[Photo object pointing items]
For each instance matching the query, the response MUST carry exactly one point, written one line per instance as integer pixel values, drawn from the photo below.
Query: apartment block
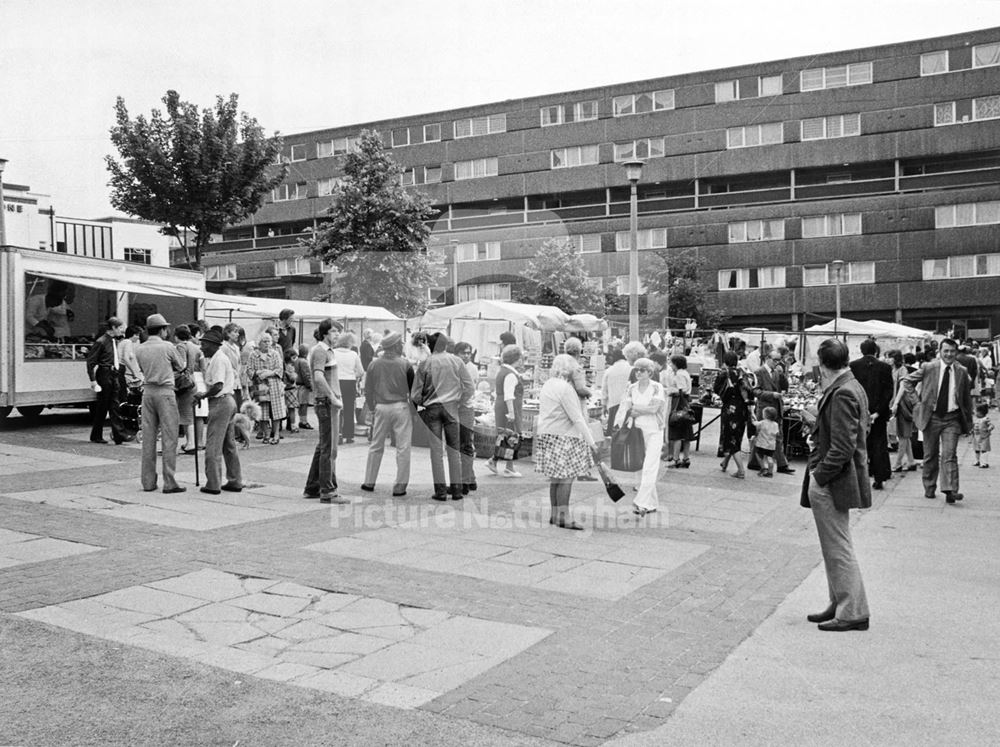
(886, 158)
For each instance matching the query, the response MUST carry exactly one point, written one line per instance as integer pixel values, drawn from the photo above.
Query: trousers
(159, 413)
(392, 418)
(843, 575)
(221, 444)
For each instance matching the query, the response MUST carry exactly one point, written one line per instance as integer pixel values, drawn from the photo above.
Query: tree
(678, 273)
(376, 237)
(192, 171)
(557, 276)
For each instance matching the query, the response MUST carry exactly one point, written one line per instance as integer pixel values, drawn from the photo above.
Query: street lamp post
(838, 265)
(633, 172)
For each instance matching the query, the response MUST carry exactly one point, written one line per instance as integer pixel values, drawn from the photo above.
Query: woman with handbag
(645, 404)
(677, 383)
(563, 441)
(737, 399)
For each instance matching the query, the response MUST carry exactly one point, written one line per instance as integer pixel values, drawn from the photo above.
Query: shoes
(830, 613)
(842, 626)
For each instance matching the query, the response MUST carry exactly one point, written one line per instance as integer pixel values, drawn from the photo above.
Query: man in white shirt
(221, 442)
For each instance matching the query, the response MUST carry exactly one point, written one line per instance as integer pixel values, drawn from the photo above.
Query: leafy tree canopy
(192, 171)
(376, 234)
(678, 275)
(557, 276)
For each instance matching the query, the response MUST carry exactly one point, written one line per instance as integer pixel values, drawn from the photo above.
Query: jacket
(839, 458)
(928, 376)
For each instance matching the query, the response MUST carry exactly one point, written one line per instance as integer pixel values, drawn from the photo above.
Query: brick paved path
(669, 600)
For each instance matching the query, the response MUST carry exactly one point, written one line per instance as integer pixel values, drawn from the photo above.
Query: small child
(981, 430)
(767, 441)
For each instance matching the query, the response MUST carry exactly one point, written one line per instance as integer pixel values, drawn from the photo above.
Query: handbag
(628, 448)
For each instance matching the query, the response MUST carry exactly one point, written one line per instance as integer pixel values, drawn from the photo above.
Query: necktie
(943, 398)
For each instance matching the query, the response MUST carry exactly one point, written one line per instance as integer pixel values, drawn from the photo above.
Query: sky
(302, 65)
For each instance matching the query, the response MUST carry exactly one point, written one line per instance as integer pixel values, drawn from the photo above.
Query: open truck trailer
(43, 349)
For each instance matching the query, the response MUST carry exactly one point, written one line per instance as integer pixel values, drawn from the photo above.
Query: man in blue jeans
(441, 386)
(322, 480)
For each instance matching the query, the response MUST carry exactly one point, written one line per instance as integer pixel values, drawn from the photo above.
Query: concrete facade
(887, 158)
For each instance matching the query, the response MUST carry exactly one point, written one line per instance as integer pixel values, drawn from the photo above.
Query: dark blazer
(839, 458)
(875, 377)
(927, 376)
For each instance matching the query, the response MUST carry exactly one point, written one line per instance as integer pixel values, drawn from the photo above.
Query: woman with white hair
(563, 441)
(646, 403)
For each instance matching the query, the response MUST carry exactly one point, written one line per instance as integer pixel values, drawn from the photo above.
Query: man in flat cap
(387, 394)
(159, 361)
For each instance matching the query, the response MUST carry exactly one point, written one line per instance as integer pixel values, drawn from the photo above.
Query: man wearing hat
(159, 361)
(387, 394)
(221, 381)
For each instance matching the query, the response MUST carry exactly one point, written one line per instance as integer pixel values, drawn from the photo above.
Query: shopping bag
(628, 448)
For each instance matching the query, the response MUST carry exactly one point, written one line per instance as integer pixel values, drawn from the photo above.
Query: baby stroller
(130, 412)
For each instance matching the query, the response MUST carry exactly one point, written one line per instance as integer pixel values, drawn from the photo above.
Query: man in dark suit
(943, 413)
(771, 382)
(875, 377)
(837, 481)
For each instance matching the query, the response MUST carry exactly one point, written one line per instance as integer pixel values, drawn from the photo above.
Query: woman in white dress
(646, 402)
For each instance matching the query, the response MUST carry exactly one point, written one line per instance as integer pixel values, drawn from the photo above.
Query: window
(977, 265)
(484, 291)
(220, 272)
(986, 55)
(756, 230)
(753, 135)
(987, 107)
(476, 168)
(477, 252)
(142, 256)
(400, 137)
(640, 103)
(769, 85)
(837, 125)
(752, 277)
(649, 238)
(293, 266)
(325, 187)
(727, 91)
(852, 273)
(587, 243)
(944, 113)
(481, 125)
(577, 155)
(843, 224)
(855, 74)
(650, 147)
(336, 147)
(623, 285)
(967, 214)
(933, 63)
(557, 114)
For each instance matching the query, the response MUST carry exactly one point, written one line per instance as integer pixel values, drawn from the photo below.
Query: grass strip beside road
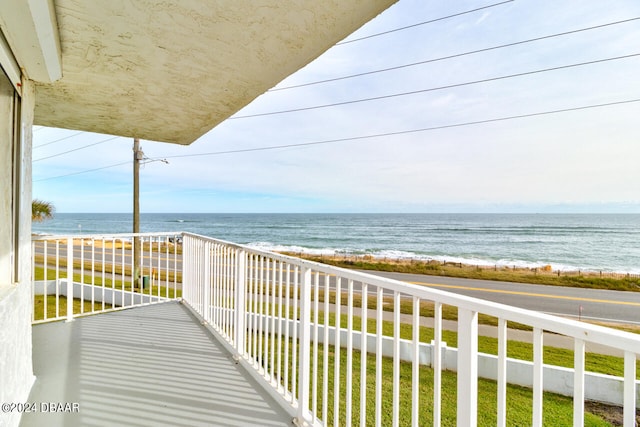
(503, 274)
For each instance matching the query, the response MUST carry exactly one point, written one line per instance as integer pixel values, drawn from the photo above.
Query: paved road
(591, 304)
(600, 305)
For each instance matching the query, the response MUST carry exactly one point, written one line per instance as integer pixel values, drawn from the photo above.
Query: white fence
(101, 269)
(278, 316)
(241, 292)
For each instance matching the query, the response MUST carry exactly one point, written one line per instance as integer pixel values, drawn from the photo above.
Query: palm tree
...
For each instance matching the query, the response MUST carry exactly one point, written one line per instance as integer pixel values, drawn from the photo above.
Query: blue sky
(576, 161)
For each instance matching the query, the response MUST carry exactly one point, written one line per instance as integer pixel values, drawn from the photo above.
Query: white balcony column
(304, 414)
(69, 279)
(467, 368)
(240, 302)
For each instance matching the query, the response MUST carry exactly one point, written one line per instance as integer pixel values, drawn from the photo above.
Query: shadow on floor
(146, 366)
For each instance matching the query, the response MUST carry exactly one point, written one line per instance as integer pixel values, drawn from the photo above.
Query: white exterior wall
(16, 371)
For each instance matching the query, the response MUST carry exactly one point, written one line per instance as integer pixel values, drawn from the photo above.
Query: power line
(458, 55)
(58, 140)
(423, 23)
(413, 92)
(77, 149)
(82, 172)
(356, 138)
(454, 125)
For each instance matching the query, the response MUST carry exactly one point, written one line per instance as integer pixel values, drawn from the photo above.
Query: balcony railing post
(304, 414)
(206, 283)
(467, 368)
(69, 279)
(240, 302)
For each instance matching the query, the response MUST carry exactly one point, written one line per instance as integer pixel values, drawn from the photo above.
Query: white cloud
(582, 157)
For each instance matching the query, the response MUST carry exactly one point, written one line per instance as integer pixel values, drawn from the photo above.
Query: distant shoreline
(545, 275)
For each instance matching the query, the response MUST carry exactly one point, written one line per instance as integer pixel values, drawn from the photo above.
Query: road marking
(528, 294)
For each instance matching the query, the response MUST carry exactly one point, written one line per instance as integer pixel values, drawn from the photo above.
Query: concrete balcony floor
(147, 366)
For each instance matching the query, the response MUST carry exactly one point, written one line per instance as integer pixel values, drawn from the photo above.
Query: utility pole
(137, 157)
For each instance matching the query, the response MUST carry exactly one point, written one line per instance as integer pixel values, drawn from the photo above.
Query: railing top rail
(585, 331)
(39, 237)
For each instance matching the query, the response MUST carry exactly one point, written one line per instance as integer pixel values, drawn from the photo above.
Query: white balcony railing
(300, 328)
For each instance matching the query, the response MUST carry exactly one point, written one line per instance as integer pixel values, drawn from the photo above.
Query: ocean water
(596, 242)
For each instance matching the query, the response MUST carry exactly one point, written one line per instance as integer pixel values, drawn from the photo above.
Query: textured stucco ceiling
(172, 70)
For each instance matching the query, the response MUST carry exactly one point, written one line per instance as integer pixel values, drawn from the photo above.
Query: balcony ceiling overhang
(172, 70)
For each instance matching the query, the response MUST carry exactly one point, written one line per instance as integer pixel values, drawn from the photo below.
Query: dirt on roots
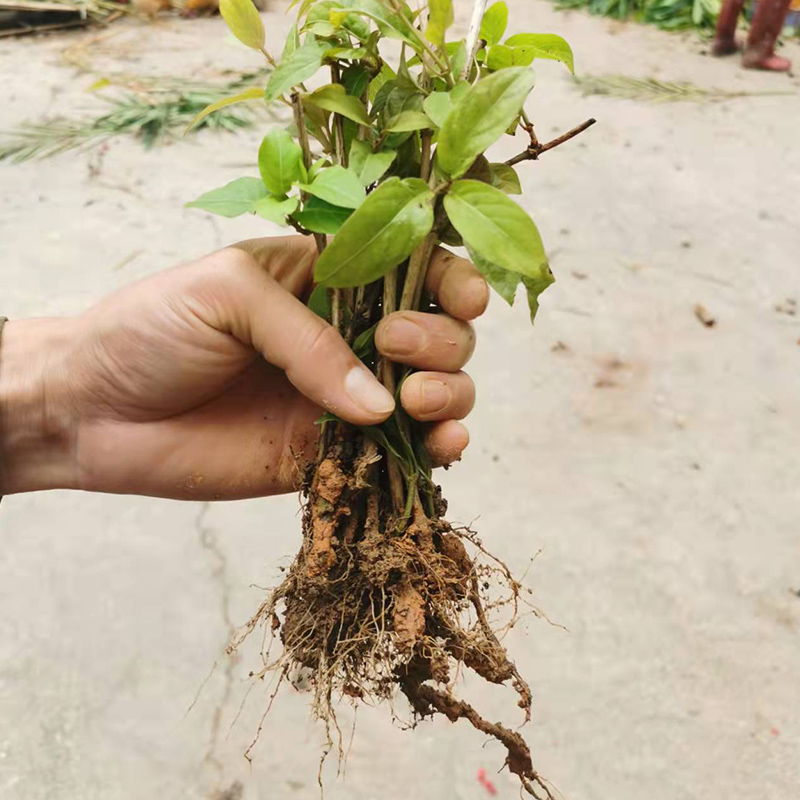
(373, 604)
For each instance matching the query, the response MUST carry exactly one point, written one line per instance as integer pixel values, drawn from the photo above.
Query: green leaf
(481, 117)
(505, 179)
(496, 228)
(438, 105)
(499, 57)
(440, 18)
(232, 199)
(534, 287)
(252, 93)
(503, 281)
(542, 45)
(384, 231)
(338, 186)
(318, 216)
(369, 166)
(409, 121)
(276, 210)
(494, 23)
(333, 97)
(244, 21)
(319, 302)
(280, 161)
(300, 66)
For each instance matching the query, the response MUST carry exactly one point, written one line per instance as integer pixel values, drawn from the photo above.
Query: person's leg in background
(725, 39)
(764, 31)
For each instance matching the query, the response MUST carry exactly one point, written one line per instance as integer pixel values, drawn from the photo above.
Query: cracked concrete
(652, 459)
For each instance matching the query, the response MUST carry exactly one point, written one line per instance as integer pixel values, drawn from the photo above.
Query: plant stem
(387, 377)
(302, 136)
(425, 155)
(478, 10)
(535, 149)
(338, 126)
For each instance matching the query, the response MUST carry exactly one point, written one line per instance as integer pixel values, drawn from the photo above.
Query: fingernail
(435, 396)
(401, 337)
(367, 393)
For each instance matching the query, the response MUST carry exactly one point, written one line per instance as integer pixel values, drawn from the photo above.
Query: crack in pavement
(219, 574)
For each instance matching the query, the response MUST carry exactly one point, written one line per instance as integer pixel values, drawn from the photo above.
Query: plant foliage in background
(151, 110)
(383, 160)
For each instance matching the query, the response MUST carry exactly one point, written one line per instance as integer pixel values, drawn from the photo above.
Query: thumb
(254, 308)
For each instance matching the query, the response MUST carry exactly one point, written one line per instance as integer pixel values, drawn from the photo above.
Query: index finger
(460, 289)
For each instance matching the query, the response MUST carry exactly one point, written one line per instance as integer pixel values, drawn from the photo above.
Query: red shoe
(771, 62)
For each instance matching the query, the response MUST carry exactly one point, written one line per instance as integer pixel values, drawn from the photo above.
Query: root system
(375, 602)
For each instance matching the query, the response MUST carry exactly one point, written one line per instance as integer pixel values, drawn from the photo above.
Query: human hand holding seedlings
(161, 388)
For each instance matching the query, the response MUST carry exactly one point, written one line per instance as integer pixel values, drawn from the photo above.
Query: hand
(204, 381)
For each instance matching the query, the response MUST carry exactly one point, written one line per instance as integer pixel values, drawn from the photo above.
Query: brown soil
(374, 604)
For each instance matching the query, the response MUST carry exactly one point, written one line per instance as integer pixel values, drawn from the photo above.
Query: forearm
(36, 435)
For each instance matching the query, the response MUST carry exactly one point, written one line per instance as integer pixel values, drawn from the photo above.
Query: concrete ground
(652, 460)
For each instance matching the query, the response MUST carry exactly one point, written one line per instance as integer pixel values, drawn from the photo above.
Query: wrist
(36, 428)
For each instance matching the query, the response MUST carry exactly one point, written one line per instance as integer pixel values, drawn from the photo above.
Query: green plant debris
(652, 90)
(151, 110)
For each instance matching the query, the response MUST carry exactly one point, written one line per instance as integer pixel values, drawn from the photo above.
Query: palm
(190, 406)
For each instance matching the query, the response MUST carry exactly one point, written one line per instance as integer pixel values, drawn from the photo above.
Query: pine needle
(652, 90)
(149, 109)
* * *
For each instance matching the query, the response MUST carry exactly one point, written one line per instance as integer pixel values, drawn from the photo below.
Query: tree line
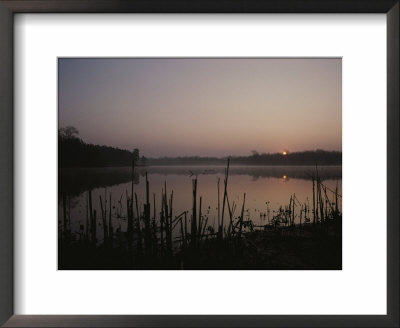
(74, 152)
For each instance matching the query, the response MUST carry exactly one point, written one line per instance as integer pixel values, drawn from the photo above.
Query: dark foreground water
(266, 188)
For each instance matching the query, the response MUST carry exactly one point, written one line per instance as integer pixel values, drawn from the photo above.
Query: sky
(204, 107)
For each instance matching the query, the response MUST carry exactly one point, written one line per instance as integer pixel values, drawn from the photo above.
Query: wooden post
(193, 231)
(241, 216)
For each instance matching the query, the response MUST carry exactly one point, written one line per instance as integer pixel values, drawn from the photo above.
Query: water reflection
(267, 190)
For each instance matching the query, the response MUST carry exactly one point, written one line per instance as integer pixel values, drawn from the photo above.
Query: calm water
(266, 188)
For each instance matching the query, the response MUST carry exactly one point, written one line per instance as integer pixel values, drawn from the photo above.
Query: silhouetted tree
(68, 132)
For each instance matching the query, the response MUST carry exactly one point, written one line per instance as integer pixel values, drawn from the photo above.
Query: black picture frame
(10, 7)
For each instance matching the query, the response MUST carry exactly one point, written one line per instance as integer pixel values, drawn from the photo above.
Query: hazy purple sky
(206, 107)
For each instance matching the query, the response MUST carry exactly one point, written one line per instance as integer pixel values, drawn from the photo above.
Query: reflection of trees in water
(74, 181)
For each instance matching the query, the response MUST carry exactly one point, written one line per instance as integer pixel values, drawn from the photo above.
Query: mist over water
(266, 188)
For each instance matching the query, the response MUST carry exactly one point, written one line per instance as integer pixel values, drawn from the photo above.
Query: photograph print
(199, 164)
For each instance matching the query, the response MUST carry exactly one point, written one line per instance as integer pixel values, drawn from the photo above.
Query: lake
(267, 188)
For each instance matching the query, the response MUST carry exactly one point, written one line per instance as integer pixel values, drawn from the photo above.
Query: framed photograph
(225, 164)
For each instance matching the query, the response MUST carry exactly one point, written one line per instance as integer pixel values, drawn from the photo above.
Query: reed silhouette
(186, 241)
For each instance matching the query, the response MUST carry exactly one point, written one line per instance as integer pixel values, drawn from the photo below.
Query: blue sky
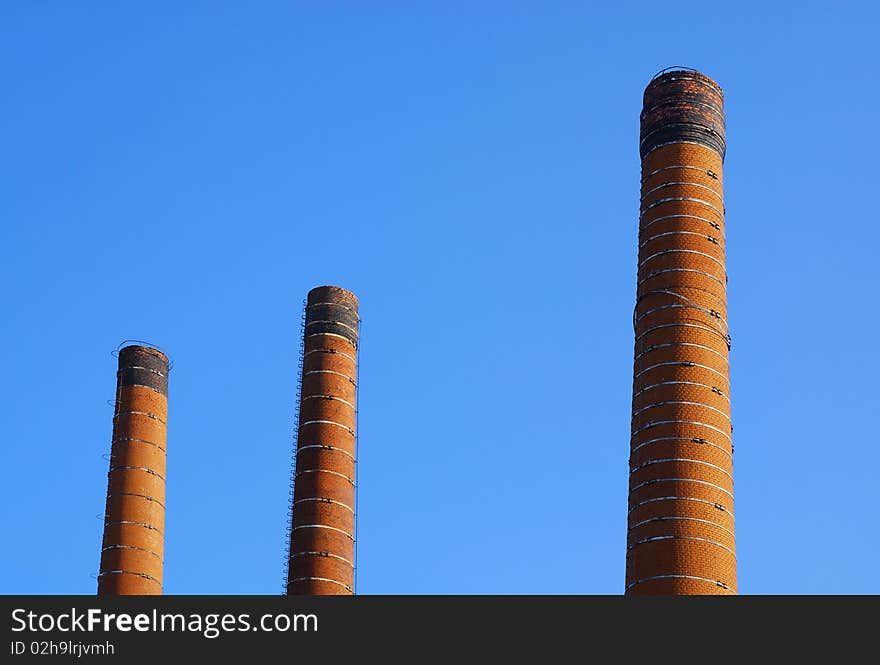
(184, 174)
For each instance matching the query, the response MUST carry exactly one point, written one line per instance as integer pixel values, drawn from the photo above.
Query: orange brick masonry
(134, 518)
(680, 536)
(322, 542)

Request:
Collect every line of the items above that contains the string "handbag", and copy each one in full. Treat the match as case-sensitive.

Exercise result:
Query: woman with handbag
Query: handbag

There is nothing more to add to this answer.